__TASK ITEM__
Please copy exactly every line from the one that contains "Dataset class: distant" to the end of the data below, with both ends included and no other lines.

__THE DATA__
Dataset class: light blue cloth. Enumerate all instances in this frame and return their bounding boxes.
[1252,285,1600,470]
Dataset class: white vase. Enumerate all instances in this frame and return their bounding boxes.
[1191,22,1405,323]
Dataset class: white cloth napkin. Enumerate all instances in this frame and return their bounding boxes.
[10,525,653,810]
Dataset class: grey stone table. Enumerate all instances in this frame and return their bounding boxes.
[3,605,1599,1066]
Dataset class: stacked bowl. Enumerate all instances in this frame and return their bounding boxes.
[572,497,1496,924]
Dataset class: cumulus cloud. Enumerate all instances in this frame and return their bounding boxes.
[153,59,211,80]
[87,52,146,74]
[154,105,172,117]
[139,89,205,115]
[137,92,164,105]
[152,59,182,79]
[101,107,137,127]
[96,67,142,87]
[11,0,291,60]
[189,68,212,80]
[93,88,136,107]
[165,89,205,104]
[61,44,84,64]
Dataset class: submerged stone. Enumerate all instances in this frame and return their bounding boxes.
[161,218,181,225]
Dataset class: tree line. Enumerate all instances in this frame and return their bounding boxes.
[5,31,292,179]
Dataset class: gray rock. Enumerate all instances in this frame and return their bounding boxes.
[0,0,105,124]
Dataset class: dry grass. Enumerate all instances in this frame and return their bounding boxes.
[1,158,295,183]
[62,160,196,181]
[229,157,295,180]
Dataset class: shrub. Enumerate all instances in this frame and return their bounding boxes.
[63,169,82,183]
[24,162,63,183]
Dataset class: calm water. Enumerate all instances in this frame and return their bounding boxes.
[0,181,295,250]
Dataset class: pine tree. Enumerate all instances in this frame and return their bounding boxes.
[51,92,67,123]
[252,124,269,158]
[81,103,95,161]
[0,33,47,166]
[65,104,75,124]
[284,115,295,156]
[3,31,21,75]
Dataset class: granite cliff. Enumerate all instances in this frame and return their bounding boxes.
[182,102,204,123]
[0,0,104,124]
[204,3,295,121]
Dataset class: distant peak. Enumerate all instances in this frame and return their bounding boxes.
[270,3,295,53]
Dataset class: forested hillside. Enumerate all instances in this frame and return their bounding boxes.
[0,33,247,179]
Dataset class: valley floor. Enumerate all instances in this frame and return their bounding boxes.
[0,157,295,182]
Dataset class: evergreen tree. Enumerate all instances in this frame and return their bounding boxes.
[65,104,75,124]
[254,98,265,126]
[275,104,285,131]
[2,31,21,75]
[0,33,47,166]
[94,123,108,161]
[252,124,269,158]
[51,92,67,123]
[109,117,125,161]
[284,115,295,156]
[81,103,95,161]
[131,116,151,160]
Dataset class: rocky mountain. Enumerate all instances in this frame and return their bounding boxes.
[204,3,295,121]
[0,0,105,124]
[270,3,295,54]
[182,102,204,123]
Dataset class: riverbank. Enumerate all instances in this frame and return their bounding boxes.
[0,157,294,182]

__YOUR RESPONSE__
Dataset class: distant peak. Enumerate all instances in this frame and return their bounding boxes.
[270,3,295,53]
Dataset class: forested hillside. Enumerate all instances in this frame and return their bounding boxes.
[0,33,247,179]
Dataset class: valley floor. Enumerate all instances in this frame and return their bounding boxes.
[0,157,295,182]
Dataset class: evergreen tree. Enumerate all instances in this frame and return their bounding boxes.
[65,104,75,124]
[254,98,265,126]
[275,104,285,131]
[2,31,21,75]
[0,33,47,166]
[94,123,108,161]
[252,124,269,158]
[51,92,67,123]
[109,117,125,161]
[284,115,295,156]
[81,103,95,161]
[131,116,151,160]
Dataset class: rocky mountain. Enumerate all instances in this frame and return their bounding boxes.
[204,3,295,121]
[0,0,105,124]
[270,3,295,54]
[182,102,204,123]
Dataset class: riverbank. Enumerate all instances in this frame and return their bounding boxes.
[0,157,294,182]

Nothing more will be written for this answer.